**Source data**

● ● ● ● ●

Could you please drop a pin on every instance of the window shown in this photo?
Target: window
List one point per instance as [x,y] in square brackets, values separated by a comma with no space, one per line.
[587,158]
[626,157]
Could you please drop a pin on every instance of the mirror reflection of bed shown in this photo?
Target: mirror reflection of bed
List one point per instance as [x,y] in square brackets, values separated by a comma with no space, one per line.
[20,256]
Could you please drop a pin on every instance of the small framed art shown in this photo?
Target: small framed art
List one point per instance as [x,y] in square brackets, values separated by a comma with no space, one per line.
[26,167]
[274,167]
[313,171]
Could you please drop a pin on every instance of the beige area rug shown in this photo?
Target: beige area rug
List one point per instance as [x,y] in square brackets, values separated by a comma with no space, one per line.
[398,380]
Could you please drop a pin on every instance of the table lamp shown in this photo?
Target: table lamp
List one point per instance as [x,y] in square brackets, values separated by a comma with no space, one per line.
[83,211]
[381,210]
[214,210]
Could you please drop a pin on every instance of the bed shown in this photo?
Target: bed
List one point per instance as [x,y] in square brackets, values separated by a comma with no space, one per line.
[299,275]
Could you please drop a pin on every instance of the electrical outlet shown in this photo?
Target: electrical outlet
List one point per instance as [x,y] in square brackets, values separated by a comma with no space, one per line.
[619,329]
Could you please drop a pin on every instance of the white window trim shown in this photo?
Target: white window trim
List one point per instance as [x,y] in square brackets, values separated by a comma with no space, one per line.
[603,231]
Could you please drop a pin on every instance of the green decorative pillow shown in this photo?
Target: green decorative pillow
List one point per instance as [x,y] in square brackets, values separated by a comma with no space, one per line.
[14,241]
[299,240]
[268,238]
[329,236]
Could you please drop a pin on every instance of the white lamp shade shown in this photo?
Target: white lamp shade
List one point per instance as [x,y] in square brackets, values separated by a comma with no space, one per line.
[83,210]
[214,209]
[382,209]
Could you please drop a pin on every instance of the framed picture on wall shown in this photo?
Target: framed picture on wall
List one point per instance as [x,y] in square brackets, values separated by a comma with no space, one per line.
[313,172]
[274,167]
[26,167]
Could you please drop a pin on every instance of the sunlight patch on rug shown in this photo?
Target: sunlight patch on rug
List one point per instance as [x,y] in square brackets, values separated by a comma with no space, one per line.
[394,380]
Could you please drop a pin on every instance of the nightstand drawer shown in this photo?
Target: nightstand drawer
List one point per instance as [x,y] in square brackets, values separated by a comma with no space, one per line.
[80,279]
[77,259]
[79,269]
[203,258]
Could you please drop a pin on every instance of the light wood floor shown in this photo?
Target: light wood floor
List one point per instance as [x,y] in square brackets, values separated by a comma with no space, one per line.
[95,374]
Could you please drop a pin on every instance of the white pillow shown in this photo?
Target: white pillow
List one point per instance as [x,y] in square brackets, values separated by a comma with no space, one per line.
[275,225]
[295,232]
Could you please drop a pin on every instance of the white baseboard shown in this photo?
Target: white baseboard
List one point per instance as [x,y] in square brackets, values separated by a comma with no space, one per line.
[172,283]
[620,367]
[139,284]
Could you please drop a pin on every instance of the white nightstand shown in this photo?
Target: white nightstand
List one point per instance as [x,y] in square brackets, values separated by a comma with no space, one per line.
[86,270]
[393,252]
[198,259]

● ● ● ● ●

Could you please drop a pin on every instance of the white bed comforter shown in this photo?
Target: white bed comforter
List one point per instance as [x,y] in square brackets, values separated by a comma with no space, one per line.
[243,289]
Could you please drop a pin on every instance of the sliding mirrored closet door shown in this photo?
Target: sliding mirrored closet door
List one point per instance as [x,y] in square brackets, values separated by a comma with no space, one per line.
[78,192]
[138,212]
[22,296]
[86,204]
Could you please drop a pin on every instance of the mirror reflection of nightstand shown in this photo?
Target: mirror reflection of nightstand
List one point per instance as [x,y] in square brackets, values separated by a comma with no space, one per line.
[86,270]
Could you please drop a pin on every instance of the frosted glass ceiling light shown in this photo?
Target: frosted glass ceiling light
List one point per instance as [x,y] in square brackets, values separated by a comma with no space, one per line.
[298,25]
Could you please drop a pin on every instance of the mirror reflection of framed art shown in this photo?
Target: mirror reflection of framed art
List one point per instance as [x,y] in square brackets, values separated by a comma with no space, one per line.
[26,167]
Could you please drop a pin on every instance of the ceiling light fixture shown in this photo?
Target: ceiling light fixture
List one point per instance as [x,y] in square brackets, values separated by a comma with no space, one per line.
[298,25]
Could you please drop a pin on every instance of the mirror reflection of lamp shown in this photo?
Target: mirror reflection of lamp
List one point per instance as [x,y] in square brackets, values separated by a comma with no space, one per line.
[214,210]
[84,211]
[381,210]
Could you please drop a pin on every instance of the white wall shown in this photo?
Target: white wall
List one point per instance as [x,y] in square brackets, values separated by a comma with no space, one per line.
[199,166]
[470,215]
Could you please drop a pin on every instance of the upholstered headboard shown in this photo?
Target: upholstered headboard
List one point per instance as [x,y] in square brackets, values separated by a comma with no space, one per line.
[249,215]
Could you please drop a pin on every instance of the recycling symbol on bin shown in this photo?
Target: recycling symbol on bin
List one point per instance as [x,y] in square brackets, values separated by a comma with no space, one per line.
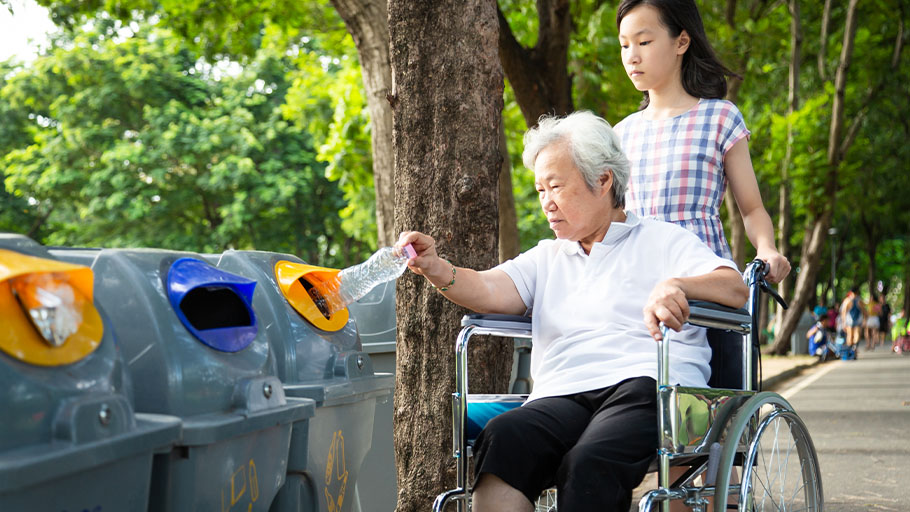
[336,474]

● ● ● ● ●

**Problem details**
Show every line above that contains the word "outlet". Case counts.

**Problem solution**
Could you please drop a pin on every instance of the electrical outlet shown in this photo?
Target: electrical outlet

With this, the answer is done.